- Written instruction: Set down, without alteration, the lines from the one that contains "In this exercise you will mark the bas-relief" through the final line of the material below.

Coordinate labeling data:
** begin **
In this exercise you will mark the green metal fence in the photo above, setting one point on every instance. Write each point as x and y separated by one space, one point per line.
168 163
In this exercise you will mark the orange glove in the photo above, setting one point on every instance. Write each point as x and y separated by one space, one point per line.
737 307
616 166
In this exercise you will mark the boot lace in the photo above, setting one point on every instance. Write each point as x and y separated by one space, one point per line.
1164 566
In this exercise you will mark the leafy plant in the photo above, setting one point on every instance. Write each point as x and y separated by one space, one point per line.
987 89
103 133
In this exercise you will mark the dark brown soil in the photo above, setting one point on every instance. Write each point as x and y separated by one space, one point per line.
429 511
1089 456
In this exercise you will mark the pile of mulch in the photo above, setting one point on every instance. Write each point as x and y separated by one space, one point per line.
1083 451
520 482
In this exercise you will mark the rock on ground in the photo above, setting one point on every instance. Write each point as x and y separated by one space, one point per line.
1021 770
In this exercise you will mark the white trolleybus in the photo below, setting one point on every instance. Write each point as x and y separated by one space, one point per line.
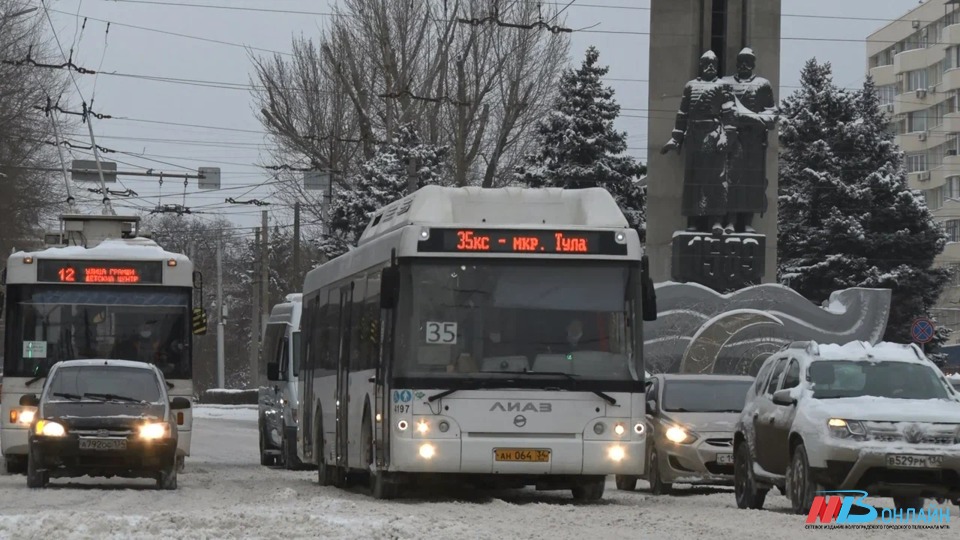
491 337
103 292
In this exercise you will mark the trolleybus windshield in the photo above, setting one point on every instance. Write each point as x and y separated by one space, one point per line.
490 319
50 323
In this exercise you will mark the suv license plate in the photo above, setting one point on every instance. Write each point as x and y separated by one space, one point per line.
103 444
914 462
530 455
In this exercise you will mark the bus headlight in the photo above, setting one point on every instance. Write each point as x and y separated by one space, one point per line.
156 430
427 451
25 418
50 429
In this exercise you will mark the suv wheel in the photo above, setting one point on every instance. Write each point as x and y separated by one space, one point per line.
626 482
657 485
745 486
801 488
908 503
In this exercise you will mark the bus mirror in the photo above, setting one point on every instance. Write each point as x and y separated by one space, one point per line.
389 287
648 291
273 371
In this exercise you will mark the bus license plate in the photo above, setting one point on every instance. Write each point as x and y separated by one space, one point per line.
103 444
531 455
914 462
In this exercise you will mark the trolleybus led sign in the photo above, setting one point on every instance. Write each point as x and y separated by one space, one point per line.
107 272
526 241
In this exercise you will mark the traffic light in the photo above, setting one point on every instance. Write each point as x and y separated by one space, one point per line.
199 322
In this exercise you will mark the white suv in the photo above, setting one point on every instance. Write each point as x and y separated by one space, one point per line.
882 419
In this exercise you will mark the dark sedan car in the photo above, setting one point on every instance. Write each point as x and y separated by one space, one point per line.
104 418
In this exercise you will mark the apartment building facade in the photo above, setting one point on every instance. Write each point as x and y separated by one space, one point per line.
915 63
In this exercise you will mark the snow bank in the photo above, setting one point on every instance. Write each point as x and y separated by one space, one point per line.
226 412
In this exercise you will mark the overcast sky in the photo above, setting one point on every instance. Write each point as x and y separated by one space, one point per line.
831 30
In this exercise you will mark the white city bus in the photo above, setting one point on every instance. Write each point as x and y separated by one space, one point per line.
486 336
104 293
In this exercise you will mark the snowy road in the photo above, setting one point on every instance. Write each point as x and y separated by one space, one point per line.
225 493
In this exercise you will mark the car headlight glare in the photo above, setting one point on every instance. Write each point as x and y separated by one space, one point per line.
427 451
679 435
26 416
155 430
50 429
846 429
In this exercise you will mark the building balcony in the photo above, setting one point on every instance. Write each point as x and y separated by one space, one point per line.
951 35
884 75
912 60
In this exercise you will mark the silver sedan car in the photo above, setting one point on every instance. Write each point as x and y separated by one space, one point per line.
690 425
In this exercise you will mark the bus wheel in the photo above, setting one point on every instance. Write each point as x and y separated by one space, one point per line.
380 485
589 490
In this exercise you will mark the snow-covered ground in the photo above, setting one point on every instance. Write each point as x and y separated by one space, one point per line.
225 493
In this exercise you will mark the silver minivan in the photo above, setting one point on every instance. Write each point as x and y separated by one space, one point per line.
278 400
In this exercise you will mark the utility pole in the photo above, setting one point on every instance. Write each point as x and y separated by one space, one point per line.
220 313
255 326
411 175
264 284
296 243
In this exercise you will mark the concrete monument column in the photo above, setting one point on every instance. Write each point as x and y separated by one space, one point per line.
712 195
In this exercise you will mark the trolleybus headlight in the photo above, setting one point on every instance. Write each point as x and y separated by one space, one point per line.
50 429
25 417
427 451
156 430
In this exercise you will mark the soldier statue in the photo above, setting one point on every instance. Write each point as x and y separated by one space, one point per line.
706 125
756 116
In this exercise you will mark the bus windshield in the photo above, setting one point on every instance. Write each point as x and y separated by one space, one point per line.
50 323
483 319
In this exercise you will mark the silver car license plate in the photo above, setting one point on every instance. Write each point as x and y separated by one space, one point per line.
102 444
914 462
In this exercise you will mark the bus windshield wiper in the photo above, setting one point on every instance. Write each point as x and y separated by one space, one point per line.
606 397
114 397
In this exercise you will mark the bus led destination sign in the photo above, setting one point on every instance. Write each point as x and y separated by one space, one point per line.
525 241
103 272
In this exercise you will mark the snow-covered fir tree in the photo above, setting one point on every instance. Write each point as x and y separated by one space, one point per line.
381 180
847 216
578 146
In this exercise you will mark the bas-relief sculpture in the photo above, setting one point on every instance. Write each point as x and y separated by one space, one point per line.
722 129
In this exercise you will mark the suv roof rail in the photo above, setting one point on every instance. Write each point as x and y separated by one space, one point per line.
808 346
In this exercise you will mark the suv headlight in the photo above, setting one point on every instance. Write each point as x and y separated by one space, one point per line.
49 429
846 429
155 430
677 434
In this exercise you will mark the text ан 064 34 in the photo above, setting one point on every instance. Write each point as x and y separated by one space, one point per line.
** end **
- Finished task:
In this exercise you will mark the bas-relief sculpture in the photo above, setting one point on every instance. Write each point as x and y separated by one space, one point per line.
722 129
In this exercise you will mark the suv roof rail in the photo above, setting one point on every instance. Write each point as x and y separated by one space, one point per line.
808 346
In this exercise you will mark the suv headlight in the photo above, setting one point on every instance. Write each point as x and y separated by one space, one point per line.
49 429
846 429
155 430
677 434
In this exercise you will mark the text ан 064 34 in the photo above, setting one point on every instance. Write each point as x and y separated by one space, one point per line.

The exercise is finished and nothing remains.